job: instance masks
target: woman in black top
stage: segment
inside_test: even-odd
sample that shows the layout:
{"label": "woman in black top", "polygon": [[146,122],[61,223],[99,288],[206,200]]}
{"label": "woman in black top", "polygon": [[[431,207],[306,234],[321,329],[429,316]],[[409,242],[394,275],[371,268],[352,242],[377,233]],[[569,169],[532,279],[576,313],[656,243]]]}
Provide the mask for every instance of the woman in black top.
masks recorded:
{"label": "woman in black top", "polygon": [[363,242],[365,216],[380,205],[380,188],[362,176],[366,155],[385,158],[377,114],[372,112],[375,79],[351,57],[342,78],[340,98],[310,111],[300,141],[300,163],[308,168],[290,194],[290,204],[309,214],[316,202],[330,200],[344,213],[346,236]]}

| GIVEN INSTRUCTION |
Revise the material above by replacing "even-odd" with "nonzero", leaving every other part unchanged.

| CORRECT RESPONSE |
job: instance masks
target: woman in black top
stage: segment
inside_test: nonzero
sample that shows the layout:
{"label": "woman in black top", "polygon": [[146,122],[61,223],[99,288],[206,200]]}
{"label": "woman in black top", "polygon": [[[431,207],[306,234],[321,329],[429,316]],[[409,242],[394,275],[371,268],[352,242],[377,233]],[[569,169],[532,279],[576,313],[656,243]]]}
Provide the mask for every instance of the woman in black top.
masks recorded:
{"label": "woman in black top", "polygon": [[363,242],[365,216],[380,205],[380,188],[362,176],[366,155],[385,158],[377,114],[372,112],[375,79],[351,57],[342,78],[340,98],[310,111],[300,141],[300,163],[308,168],[290,194],[290,204],[309,214],[316,202],[330,200],[344,213],[346,236]]}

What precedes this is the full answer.